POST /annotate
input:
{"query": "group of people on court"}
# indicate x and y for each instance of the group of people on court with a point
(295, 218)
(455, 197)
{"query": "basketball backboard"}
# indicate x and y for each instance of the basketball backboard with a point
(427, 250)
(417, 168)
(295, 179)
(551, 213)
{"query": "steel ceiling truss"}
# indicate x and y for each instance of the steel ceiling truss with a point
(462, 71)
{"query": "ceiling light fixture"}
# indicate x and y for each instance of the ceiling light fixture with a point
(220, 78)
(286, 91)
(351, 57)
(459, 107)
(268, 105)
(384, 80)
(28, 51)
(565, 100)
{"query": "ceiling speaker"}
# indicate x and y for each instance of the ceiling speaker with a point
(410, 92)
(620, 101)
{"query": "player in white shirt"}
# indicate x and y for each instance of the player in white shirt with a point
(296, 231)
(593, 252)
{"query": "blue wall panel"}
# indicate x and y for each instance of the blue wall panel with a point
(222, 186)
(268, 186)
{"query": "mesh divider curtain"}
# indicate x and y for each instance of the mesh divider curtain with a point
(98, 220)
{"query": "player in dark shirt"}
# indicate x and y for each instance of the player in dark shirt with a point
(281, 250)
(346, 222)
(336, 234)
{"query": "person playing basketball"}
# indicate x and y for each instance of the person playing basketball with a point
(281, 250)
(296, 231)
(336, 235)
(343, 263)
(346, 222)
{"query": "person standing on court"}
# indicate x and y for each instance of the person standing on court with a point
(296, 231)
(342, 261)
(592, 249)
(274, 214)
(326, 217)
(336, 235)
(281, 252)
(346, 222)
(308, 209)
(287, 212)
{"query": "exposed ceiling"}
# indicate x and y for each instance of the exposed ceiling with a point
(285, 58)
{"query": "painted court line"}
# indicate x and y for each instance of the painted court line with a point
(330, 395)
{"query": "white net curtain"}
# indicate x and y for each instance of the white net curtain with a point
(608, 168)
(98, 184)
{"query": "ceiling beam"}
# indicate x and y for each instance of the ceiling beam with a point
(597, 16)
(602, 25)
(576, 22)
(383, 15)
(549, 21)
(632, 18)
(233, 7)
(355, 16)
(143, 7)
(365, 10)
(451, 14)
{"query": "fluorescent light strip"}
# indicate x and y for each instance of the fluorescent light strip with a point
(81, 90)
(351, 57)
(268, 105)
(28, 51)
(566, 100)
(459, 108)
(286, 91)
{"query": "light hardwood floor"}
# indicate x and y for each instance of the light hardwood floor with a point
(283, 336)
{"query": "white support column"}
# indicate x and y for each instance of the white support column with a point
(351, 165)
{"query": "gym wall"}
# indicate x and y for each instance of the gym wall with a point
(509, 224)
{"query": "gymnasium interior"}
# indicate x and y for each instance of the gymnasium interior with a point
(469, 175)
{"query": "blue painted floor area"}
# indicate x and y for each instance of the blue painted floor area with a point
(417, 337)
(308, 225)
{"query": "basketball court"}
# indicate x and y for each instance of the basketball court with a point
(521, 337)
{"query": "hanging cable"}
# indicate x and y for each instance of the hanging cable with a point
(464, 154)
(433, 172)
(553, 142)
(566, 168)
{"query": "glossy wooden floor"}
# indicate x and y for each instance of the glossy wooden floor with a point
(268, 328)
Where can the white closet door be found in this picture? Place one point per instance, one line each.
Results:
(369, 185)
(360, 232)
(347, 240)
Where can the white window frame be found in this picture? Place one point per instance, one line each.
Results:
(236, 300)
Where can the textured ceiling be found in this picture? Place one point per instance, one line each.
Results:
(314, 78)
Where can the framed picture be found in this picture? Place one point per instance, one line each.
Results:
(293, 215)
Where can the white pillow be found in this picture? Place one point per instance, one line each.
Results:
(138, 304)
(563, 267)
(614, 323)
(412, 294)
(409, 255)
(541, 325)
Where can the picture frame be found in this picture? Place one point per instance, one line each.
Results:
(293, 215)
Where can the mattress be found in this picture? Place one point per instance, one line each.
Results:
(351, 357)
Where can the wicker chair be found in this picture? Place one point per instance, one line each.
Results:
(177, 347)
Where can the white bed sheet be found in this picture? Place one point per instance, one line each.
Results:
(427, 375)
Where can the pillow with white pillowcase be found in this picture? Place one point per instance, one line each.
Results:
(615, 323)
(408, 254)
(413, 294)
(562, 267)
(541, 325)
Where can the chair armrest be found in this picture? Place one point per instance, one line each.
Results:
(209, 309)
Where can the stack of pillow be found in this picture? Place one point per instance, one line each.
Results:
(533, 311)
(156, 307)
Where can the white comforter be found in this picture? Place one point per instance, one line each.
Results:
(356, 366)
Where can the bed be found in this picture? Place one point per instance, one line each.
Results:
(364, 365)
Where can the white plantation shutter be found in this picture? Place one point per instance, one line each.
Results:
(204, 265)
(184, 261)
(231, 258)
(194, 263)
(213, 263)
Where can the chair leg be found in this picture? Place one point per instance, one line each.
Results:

--

→ WHAT THIS TASK INVOLVES
Tally the lines of the data that contain the string "chair", and report nothing but the tally.

→ RESULT
3